### [TEXT SEGMENT]
※

CHARLESTON, W.Va. — The McDowell County Sheriff’s Department hasn’t had to use its MRAP, a mine-resistant, ambush-protected vehicle designed for military use, since it acquired it several months ago, according to Sheriff Martin West.
But because it was loaned for free from the Department of Defense, West said, he couldn’t turn it down.
“It’s pretty awesome if you see it,” he said. “You can go about anywhere, even through high waters. It’s so big. It weighs 4-6 tons.”
The MRAP is one of nearly 2,000 pieces of military equipment and supplies police agencies in West Virginia have received since 2006 as part of a Department of Defense program to transfer surplus military equipment to police agencies, according to a New York Times report.
Items loaned range from flashlights and gym equipment to grenade launchers, which were sent to Cabell and Berkeley counties, and assault rifles.
More than 500 firearms were transferred to West Virginia as part of the program since 2006.

※

(Excerpts of pointing data)
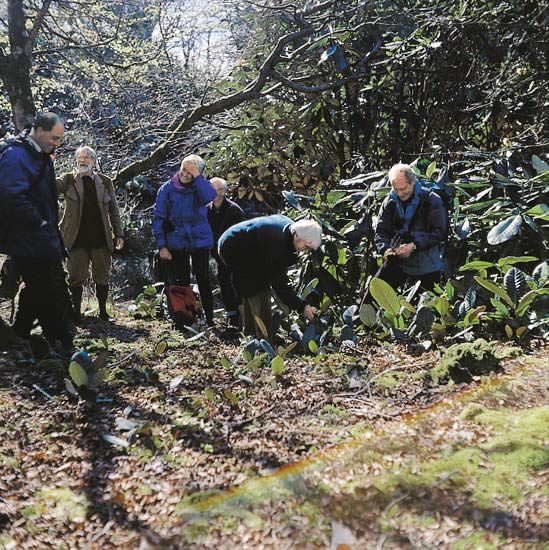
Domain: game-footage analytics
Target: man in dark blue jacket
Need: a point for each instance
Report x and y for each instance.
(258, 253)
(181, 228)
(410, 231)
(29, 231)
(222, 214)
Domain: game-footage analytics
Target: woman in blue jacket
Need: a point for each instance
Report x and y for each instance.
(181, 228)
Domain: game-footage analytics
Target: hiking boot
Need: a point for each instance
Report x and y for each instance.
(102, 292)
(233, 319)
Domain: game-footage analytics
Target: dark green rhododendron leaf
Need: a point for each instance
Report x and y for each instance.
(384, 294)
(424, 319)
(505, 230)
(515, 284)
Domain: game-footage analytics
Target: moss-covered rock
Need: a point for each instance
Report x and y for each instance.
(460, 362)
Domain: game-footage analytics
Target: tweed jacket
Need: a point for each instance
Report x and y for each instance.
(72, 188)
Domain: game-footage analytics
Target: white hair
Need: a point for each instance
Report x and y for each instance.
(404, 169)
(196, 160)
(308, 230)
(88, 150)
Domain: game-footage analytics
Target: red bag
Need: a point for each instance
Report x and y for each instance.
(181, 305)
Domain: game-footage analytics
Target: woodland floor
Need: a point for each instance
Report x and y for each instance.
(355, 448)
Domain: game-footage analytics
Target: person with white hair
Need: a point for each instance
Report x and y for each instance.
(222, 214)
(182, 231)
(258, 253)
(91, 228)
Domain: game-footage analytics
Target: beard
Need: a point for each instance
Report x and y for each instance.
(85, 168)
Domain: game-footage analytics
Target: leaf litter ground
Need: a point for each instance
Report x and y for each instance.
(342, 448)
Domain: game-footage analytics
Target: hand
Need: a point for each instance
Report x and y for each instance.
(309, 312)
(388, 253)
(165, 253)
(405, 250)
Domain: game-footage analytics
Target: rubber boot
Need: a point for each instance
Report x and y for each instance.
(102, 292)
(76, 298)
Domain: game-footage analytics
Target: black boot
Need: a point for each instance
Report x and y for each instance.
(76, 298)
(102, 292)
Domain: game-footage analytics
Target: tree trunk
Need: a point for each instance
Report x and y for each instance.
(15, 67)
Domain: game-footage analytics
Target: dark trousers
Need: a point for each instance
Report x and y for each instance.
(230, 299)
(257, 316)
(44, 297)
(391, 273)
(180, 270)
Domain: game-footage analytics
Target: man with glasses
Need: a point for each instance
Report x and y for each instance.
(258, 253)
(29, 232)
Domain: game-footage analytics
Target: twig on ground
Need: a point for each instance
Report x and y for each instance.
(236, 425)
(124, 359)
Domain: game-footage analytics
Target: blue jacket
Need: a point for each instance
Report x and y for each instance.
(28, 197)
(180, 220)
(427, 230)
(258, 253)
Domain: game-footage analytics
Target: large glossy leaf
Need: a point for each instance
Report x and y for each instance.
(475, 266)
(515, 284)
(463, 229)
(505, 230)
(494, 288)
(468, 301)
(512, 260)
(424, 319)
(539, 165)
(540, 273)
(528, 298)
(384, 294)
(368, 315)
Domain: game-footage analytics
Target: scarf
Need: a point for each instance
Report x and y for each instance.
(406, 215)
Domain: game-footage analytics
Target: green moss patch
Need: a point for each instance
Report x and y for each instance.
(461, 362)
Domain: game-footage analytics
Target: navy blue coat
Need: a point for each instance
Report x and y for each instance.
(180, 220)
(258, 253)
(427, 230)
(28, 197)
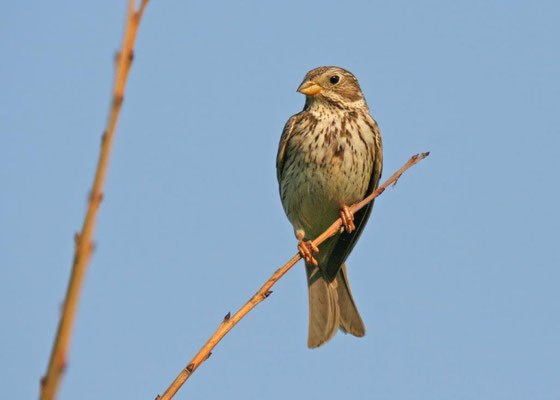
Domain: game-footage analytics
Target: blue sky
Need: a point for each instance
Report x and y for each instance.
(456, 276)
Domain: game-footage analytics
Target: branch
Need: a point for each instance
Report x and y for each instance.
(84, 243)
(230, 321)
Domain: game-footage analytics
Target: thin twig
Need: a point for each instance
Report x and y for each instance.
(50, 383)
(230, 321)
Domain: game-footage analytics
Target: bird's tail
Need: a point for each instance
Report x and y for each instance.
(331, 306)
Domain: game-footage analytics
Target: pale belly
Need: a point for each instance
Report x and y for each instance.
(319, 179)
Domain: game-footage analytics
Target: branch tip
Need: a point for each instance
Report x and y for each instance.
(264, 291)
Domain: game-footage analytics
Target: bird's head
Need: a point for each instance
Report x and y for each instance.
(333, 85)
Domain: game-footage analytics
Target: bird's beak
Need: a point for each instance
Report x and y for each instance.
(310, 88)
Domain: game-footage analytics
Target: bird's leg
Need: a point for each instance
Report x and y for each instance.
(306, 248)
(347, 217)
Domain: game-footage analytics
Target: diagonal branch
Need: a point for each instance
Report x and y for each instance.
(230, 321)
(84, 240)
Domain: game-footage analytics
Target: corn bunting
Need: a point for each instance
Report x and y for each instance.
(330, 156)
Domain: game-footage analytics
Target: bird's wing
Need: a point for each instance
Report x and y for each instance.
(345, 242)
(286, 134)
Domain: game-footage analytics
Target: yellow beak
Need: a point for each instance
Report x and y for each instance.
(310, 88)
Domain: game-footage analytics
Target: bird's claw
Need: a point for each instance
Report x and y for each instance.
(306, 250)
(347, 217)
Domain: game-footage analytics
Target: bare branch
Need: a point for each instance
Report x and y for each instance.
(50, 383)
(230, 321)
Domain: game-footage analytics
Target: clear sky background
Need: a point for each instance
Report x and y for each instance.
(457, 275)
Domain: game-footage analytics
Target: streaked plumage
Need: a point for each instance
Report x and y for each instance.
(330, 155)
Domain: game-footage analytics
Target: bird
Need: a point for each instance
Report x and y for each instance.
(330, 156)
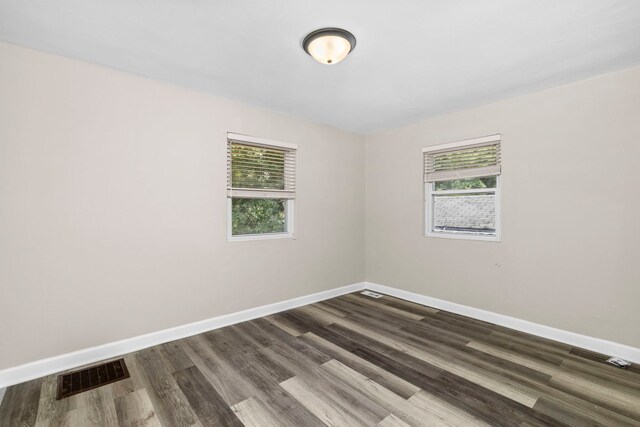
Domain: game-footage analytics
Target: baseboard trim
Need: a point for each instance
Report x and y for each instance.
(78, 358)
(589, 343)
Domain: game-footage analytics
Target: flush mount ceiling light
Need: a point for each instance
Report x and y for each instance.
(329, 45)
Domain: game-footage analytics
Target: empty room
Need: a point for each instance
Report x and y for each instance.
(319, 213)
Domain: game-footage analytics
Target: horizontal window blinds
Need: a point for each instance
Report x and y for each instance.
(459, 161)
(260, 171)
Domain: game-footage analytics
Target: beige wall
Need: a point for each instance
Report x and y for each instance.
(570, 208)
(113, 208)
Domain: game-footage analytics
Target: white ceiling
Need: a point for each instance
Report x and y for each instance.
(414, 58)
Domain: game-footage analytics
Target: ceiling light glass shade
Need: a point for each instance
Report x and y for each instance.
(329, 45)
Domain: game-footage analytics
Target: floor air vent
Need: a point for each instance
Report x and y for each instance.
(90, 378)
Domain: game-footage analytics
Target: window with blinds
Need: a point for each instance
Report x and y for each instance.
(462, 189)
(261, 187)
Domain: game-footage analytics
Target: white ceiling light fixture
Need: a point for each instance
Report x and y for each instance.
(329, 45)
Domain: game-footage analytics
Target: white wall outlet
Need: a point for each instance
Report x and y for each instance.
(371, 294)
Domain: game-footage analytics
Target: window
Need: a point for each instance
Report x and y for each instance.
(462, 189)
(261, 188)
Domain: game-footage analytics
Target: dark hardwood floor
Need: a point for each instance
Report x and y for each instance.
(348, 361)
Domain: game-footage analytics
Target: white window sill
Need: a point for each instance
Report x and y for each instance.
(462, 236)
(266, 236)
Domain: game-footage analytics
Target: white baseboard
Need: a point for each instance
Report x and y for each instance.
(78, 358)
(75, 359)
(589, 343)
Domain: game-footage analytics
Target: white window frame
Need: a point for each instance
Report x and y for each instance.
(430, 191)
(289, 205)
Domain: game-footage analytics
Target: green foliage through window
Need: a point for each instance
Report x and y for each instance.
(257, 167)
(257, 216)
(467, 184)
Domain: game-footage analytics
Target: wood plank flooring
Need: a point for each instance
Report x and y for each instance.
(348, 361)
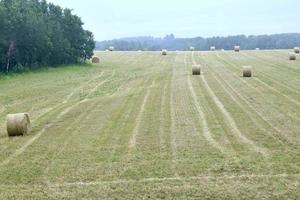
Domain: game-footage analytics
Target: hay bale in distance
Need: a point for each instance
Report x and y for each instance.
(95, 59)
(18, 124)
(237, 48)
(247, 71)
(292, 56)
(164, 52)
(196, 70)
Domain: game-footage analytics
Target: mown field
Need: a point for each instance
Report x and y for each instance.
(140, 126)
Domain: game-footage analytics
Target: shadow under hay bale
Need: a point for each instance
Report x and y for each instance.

※

### [DIRECTIVES]
a – Answer these questions from the article on military surplus equipment:
(i) Which county's sheriff's department acquired the MRAP?
(ii) Since what year have West Virginia police agencies received items through the Department of Defense program?
(iii) Which counties were sent grenade launchers?
b – Return a verbatim excerpt of the article on military surplus equipment that begins at the words "Items loaned range" and stops after "program since 2006.".

### [RESULTS]
a –
(i) McDowell County
(ii) 2006
(iii) Cabell and Berkeley counties

b –
Items loaned range from flashlights and gym equipment to grenade launchers, which were sent to Cabell and Berkeley counties, and assault rifles.
More than 500 firearms were transferred to West Virginia as part of the program since 2006.